# DOCUMENT SEGMENT:
* Start *

Read This: Hub Fans Bid Kid Adieu

hub-fans.jpgFifty years ago, Ted Williams played his last major league baseball game; “on an impulse,” John Updike would recall years later, “I bought in for a few dollars… and the park was two-thirds empty. I was moved to write about the events of that game, in part because his departure, taking with it the heart of Boston baseball, had been so meagerly witnessed.” The essay Updike wrote, “Hub Fans Bid Kid Adieu,” was published in The New Yorker a month later, and has been widely praised not only as one of the author’s best nonfiction works, but as one of the greatest pieces on baseball by any author. Earlier this year, it was republished in a commemorative Library of America edition, which is itself a fine bit of publishing. (Be sure to take off the Chip Kidd-designed dust jacket, even if only for a moment, to look upon the photograph reproduced on the book’s casing.)

* End *

# GIVEN EXERCISE 1:
From the rows below, pull out every line that contains the string "grass", matching case exactly.

# GIVEN ENTRIES:
* Start *

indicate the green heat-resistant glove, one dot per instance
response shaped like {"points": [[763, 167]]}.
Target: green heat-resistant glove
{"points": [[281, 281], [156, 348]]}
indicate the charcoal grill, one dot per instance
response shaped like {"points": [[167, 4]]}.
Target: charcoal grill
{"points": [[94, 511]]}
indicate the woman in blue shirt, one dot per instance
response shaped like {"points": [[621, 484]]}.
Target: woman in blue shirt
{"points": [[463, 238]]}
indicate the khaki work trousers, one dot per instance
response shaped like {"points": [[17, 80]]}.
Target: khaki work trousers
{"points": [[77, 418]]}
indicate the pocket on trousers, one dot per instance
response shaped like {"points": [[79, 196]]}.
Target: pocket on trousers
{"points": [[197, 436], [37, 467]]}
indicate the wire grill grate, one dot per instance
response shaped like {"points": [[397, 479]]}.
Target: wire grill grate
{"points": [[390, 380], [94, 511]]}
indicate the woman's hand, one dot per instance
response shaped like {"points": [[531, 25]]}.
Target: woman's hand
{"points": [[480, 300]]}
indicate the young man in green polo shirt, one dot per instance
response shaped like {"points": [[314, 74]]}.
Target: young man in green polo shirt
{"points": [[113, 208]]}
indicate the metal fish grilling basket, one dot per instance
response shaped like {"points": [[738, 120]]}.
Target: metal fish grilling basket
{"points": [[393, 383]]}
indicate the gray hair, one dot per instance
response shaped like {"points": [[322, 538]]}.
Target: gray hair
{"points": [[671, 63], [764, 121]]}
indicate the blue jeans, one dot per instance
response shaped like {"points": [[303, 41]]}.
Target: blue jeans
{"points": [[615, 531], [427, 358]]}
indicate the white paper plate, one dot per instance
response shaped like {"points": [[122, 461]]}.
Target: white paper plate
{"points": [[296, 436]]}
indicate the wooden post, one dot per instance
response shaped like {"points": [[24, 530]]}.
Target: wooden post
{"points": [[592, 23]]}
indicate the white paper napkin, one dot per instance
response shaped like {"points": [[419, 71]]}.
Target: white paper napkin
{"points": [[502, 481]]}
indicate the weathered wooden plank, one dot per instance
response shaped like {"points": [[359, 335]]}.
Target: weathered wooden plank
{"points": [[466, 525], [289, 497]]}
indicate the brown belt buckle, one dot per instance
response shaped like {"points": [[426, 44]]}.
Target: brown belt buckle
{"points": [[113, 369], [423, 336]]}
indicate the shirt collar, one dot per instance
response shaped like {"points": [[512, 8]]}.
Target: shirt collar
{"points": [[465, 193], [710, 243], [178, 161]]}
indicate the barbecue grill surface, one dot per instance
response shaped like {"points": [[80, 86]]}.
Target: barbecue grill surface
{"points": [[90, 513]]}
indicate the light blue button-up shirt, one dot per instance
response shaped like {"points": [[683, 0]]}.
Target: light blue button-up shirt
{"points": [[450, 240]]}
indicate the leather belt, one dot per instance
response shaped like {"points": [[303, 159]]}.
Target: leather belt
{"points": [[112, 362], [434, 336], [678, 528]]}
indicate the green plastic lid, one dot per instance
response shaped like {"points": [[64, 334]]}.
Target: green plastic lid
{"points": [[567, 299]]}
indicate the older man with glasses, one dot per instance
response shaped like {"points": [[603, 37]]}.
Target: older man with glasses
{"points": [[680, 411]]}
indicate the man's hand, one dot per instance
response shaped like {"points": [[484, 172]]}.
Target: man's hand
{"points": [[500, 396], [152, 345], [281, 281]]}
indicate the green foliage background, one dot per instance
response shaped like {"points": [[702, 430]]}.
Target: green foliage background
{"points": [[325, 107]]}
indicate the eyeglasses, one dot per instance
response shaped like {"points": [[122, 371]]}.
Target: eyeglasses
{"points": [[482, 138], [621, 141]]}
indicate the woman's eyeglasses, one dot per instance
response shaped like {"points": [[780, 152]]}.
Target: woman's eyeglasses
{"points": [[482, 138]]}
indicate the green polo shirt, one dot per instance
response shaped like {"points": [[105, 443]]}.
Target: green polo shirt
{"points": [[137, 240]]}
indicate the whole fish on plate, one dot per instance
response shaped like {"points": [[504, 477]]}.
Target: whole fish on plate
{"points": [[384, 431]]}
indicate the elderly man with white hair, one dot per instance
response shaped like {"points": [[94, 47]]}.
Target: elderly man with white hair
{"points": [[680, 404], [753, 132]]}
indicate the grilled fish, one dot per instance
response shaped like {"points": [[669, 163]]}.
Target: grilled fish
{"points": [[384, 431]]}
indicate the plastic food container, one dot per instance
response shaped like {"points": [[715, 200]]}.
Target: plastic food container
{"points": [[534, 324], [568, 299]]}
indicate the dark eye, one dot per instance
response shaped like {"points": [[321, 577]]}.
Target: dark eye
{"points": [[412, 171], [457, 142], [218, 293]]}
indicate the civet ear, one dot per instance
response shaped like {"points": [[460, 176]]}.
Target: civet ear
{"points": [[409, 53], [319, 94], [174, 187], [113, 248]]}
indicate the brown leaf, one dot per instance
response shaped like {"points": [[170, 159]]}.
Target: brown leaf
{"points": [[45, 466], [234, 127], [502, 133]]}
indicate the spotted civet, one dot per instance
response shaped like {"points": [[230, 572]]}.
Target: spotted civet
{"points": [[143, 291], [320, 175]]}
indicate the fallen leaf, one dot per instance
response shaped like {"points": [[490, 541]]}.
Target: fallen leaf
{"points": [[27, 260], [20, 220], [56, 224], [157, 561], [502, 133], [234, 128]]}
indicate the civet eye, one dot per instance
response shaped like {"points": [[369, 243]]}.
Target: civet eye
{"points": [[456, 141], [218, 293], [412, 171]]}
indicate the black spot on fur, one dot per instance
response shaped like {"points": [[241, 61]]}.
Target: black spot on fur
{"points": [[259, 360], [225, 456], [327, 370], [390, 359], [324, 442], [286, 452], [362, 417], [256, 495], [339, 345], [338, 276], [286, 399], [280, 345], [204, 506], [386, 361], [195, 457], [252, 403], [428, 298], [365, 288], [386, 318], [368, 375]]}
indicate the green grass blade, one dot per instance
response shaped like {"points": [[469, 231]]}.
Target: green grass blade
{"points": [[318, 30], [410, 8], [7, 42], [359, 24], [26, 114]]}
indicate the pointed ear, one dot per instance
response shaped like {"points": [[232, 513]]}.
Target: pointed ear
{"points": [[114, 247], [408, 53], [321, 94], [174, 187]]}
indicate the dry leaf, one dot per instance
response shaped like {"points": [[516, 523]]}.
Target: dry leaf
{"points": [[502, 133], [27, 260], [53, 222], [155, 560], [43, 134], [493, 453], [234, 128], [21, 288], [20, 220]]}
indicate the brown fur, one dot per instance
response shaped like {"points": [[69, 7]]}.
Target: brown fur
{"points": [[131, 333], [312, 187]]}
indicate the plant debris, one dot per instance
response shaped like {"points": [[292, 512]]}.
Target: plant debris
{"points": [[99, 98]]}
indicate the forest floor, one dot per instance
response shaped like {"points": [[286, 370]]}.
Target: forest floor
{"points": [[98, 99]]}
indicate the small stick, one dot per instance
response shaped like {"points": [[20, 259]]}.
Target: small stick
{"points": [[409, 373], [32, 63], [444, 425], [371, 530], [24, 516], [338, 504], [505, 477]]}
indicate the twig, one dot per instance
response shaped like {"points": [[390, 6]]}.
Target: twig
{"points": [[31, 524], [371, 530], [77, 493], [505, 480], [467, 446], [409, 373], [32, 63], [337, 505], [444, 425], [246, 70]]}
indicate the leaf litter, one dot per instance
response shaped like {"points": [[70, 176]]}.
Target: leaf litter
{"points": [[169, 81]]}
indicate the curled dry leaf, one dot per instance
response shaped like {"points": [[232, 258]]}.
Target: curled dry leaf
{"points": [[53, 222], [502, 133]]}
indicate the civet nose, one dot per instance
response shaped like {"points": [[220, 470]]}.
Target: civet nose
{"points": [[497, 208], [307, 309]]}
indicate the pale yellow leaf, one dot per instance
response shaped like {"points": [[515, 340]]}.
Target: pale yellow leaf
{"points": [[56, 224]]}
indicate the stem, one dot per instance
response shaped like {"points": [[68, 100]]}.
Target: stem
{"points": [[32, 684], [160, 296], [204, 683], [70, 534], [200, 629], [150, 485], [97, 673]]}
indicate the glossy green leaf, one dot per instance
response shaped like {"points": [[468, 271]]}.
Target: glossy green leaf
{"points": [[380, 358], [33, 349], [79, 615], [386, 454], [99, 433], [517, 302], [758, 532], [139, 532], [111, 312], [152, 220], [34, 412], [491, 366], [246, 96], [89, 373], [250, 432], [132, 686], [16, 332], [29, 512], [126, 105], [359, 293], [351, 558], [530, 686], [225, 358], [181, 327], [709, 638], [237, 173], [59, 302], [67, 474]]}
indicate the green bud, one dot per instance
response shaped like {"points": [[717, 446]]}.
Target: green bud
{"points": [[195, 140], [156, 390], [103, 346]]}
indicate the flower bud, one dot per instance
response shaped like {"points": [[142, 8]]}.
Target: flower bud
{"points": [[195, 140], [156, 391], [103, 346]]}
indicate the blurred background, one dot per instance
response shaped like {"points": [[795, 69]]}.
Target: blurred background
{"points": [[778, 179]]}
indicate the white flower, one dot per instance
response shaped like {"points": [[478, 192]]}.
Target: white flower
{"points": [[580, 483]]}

* End *

# GIVEN EXERCISE 2:
Transcribe the full piece on Updike's baseball essay above, word for word.

# WRITTEN SOLUTION 1:
indicate the green grass blade, one dot per instance
Target: green grass blade

# WRITTEN SOLUTION 2:
Read This: Hub Fans Bid Kid Adieu

hub-fans.jpgFifty years ago, Ted Williams played his last major league baseball game; “on an impulse,” John Updike would recall years later, “I bought in for a few dollars… and the park was two-thirds empty. I was moved to write about the events of that game, in part because his departure, taking with it the heart of Boston baseball, had been so meagerly witnessed.” The essay Updike wrote, “Hub Fans Bid Kid Adieu,” was published in The New Yorker a month later, and has been widely praised not only as one of the author’s best nonfiction works, but as one of the greatest pieces on baseball by any author. Earlier this year, it was republished in a commemorative Library of America edition, which is itself a fine bit of publishing. (Be sure to take off the Chip Kidd-designed dust jacket, even if only for a moment, to look upon the photograph reproduced on the book’s casing.)